Fragmentos de un conjunto de datos de etiquetado por puntos
···

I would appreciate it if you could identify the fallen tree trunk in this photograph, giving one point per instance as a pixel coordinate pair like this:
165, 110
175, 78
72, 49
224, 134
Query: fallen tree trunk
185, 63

···

### OBJETIVO DEL EJERCICIO
Por favor, reescribe las entradas cambiando "fallen tree trunk" por "fallen log" y sin tocar nada más.

### RESULTADO
I would appreciate it if you could identify the fallen log in this photograph, giving one point per instance as a pixel coordinate pair like this:
165, 110
175, 78
72, 49
224, 134
Query: fallen log
185, 63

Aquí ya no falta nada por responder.